TEXT EXCERPT →

● ● ●

To give this context, 60 years ago, only $12 in tort costs were passed off to each U.S. citizen. In terms of today’s money, considering inflation, that cost should only be $87 per person, not the current $800. With an average of eight to 10 percent increase per year, the total cost in tort claims surpassed $250 billion in 2008 in the U.S. That is nearly a $2 billion increase from the previous year, according to Towers Perrin. In fact, in the same report, tort costs accounted for two percent of this country’s GDP— double that of other industrialized nations.

Businesses, also, carry a heavy burden because of this country’s toleration for lawsuit abuse. Tort costs mostly affect small businesses, carrying a price tag well over $100 billion to those small businesses each year. A study conducted by the U.S. Chamber found that small businesses pay, collectively, $35 billion of these costs out-of-pocket each year rather than through insurance. Keep in mind that small businesses create nearly two-thirds of all new jobs.

Lisa Rickard, an official with the U.S. Chamber said, “As America struggles out of this current economic downturn, our lawsuit system continues to be a drag on job-creating small businesses.”

The S.C. Legislature will have opportunities come January to reduce lawsuit abuse even more by placing reasonable caps on noneconomic and punitive damages, as well as curb frivolous lawsuits.

Frivolous lawsuits cost small business owners time and money to defend. On the health care front, they raise the costs in defensive medicine, which is the dynamic by which health care professionals practice diagnostic or therapeutic measures as a safeguard against malpractice liability. These practices are not typically practiced to ensure the well-being of patients. In other words, health care professionals say they run extra tests on patients to make sure they are not liable to personal injury lawyers.

● ● ●

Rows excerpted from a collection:

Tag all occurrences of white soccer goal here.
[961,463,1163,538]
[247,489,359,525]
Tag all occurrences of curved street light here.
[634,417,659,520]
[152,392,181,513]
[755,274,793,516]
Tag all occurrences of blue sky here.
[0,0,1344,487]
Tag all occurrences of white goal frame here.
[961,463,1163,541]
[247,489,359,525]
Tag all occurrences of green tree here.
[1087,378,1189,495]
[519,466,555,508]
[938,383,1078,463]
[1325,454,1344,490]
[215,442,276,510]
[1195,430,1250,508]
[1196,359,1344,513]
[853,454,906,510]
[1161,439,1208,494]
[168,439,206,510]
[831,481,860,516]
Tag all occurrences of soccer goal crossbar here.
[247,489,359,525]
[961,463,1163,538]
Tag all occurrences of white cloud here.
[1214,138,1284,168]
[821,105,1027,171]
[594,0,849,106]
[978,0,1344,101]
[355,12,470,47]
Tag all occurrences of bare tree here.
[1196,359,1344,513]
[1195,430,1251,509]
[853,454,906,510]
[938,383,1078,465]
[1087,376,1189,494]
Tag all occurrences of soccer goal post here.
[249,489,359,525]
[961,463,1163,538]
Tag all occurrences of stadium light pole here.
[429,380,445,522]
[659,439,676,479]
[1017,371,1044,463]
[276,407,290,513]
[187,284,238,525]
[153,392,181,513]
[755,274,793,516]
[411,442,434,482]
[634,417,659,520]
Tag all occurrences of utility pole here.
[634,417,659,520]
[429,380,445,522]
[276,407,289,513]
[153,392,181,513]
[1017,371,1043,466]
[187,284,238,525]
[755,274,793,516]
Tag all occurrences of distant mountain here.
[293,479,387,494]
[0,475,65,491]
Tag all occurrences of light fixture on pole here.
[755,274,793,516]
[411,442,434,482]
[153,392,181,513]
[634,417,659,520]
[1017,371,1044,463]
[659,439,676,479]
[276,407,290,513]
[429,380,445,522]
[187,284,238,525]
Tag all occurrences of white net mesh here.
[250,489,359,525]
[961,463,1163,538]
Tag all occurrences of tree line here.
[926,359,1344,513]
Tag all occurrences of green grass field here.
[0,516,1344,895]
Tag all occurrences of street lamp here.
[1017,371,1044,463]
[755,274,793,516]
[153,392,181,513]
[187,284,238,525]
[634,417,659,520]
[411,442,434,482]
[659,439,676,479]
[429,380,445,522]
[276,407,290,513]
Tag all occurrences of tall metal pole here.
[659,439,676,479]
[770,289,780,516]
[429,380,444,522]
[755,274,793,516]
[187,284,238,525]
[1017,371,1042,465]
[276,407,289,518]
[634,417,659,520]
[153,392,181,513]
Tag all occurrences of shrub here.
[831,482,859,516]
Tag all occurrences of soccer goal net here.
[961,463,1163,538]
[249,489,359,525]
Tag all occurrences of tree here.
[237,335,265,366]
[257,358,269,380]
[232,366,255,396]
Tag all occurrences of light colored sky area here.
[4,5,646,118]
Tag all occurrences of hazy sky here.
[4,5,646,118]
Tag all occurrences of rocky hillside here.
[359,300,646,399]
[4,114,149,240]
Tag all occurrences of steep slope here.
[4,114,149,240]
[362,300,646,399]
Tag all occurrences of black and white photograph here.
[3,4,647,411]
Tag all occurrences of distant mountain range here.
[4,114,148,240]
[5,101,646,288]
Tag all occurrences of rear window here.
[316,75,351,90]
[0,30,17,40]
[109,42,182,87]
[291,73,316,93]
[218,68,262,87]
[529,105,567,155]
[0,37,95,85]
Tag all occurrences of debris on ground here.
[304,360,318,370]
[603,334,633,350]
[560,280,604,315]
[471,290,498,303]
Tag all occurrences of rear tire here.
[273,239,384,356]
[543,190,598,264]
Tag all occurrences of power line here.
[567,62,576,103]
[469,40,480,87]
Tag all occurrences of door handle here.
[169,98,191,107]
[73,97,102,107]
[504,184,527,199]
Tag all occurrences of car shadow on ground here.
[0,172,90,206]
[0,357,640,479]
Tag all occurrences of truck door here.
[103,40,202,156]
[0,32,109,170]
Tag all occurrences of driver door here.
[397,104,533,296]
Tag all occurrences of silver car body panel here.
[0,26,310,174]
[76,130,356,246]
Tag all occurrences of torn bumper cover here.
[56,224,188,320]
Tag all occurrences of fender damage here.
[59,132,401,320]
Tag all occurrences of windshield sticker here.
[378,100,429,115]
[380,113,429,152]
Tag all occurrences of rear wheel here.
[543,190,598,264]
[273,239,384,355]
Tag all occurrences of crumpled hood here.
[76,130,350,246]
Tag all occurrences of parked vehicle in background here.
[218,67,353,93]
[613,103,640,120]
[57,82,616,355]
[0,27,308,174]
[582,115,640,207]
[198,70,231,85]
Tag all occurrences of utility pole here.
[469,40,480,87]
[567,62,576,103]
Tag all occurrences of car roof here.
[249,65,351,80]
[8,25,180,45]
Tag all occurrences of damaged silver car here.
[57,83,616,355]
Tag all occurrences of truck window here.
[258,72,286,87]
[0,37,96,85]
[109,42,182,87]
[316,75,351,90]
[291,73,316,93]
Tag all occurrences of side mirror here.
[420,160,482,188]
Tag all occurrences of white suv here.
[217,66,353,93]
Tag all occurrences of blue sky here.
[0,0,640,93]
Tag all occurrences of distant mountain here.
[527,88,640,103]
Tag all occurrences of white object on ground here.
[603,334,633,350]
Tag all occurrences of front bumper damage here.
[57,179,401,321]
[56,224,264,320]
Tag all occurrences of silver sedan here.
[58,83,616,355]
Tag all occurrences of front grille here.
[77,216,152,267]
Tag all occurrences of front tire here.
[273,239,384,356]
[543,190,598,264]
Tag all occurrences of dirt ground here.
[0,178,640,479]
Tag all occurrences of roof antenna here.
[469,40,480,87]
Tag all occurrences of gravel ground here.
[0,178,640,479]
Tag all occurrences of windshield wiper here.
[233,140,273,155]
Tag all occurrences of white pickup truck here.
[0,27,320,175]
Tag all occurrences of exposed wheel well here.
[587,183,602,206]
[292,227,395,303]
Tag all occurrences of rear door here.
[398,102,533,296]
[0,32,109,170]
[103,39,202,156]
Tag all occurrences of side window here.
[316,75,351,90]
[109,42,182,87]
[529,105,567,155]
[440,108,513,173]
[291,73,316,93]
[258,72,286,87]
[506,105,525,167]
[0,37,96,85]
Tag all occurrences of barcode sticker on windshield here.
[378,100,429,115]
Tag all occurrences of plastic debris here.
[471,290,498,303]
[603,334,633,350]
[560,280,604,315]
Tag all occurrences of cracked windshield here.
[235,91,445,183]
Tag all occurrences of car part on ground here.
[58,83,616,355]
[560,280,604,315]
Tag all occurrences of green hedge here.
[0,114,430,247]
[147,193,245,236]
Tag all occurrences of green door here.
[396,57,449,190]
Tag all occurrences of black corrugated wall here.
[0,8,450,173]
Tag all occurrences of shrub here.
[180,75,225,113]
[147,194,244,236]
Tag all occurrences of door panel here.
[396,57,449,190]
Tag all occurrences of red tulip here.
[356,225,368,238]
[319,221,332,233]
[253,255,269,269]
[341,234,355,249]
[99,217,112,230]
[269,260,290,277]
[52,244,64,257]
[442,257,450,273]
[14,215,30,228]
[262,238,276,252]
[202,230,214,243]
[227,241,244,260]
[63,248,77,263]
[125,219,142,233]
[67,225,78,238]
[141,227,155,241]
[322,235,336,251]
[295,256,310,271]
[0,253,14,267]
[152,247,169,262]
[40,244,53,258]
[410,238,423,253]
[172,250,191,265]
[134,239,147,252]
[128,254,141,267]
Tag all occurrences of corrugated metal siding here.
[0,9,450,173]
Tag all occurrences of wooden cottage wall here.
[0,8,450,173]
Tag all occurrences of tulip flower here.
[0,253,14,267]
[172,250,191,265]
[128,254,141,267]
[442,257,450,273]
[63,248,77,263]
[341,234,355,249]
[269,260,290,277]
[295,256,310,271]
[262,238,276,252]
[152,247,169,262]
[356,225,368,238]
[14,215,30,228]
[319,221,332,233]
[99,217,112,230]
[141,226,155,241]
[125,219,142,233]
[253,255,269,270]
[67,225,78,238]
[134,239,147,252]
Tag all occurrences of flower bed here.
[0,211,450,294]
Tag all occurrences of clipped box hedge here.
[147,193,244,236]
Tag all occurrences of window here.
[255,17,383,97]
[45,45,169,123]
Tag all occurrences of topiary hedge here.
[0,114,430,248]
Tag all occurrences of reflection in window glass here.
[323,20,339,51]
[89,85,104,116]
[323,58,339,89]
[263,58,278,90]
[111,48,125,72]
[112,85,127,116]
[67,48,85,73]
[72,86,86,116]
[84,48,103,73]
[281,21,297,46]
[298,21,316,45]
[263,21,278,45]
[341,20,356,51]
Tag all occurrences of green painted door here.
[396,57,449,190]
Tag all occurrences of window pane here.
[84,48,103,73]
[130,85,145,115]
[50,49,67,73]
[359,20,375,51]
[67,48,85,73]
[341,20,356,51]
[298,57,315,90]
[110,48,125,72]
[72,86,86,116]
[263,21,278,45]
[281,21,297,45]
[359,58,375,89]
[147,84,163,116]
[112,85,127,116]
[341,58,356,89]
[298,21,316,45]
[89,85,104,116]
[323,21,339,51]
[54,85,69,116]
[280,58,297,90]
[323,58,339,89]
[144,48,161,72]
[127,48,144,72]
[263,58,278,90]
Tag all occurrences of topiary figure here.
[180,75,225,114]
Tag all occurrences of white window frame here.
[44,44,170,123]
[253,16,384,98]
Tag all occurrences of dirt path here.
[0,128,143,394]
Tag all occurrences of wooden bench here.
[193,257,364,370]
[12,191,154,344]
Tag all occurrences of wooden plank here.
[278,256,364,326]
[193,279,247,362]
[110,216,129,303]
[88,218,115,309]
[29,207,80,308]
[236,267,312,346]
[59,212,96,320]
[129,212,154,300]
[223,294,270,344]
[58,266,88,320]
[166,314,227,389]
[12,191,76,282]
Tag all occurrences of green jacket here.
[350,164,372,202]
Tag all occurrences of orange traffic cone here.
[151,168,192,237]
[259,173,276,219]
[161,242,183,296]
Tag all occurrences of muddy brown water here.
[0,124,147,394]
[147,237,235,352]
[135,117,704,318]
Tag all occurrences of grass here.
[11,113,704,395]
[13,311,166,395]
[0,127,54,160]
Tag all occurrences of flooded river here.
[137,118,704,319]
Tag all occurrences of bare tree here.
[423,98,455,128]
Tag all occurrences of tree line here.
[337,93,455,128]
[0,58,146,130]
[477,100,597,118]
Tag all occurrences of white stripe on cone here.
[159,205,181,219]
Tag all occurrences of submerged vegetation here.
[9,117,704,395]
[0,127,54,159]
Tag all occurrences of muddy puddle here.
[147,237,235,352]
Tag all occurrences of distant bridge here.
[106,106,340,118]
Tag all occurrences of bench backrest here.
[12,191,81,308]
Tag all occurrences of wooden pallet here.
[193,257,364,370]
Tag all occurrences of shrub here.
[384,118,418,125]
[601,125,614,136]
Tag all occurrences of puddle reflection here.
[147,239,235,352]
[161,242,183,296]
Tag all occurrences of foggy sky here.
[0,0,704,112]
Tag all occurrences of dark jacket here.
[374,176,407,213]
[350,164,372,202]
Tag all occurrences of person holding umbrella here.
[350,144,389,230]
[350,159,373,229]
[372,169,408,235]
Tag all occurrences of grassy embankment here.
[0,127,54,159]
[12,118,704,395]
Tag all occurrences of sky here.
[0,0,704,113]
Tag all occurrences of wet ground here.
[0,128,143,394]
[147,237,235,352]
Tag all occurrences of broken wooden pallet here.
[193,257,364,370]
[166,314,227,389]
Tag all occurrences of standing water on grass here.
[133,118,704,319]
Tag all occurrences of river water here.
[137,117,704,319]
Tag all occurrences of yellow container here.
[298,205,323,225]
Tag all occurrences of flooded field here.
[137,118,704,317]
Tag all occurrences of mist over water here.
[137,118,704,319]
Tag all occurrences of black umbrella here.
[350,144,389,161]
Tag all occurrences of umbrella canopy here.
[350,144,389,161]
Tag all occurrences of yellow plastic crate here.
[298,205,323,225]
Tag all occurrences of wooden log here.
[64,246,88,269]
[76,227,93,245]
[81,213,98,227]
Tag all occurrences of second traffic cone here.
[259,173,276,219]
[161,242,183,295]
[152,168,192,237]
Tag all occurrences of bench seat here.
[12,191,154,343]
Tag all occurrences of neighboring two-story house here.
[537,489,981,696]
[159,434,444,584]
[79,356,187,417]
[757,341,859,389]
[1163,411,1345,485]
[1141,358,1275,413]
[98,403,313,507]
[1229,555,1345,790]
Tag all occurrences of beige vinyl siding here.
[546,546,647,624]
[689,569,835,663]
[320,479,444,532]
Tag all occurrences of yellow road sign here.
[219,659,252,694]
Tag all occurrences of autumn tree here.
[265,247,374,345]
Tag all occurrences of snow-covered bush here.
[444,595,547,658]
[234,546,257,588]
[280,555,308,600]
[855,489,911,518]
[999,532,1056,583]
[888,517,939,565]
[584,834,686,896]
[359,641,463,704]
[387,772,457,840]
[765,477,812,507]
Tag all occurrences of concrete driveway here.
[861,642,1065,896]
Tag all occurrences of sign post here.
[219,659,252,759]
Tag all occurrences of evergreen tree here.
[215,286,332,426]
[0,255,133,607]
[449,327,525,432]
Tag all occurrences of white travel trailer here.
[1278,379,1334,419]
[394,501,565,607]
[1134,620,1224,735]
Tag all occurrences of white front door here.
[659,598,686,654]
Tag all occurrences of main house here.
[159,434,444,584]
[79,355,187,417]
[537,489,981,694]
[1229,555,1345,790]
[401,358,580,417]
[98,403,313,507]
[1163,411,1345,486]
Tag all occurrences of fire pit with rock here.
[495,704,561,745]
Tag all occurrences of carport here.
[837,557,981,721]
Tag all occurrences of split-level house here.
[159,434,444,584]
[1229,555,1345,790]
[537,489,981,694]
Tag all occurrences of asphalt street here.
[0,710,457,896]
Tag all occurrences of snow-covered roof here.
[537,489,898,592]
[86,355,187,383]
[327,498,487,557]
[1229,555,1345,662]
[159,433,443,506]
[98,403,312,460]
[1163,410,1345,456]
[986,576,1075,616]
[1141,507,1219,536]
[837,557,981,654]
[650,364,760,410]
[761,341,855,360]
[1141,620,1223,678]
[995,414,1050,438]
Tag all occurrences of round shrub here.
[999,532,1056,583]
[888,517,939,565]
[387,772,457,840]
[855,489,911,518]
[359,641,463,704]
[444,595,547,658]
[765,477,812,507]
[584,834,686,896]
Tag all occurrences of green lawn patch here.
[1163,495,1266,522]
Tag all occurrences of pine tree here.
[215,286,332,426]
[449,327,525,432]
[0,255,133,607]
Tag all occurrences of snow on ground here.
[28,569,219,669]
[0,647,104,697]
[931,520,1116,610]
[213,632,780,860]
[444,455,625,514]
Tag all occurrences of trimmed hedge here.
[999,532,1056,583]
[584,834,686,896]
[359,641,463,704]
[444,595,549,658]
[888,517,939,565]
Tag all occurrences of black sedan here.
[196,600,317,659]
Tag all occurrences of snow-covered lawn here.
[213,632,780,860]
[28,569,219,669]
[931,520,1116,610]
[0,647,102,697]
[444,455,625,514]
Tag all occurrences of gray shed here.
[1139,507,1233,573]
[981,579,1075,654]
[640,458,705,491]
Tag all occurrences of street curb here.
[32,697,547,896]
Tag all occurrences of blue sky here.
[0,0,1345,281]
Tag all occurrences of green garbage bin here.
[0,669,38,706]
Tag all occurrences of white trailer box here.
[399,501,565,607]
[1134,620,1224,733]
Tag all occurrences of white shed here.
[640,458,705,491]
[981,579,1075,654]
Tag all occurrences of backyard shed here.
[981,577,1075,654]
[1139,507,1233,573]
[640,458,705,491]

● ● ●

ASSIGNMENT A → In the passage on tort costs, how much do small businesses pay out-of-pocket each year, according to the U.S. Chamber study?
ASSIGNMENT B → Please continue the passage on tort costs and lawsuit abuse from its last sentence.

RESPONSE AREA A → Small businesses collectively pay $35 billion of these costs out-of-pocket each year.

RESPONSE AREA B →
Health care professionals say the primary reason for defensive medicine is to protect themselves and their health care institutions against malpractice liability. Further research concludes that defensive medicine is particularly practiced in emergency medicine and obstetrics, as well as other high risk medicine. Towers Perrin says in its most recent report that medical malpractice costs in 2008 totaled $29.8 billion.

According to a Kessler-McClellan study, defensive medicine costs in 2005 totaled anywhere between $100 billion and $178 billion— costs that are passed on to patients.

In addition to tort issues, business leaders say the state’s workers’ comp system needs reform. They assert that personal injury lawyers feed off of the state’s distorted workers’ compensation system—a problem the state Legislature could tackle this year.

In South Carolina, many workers’ compensation plaintiff attorneysare accused of gaming a system that is designed to be a no-fault system—that is, the way the South Carolina workers’ compensation system is designed, attorneys are not intended to be a part of the process. Unfortunately, South Carolina has allowed this parasitic system to thrive, driving awards up at the cost of business.

Simply look at a local phone book. For instance, on the front cover of the Greater Greenville phone book is a workers’ comp attorney advertisement with these words in bold: “INJURED?” The two inside pages of the phone book cover has full page ads with the words, “INJURED?” Count the number of phone book pages that list workers’ comp attorneys. There are 56 pages dedicated to attorneys that deal with workers’ comp cases in the Greenville phone book alone. It is a thriving industry for attorneys in what is supposed to be a system that needs no attorneys.

Until recently, workers’ comp rates have doubled for S.C. businesses year after year. It wasn’t until the S.C. Legislature passed a solid workers’ comp reform law two years ago that rates began to stabilize to a point. The business community believes there is more that the state can do. The legislature agrees. Look for the legislature to work on a bill that implements objective standards on awards for plaintiffs.

The state legislature convenes January 2011.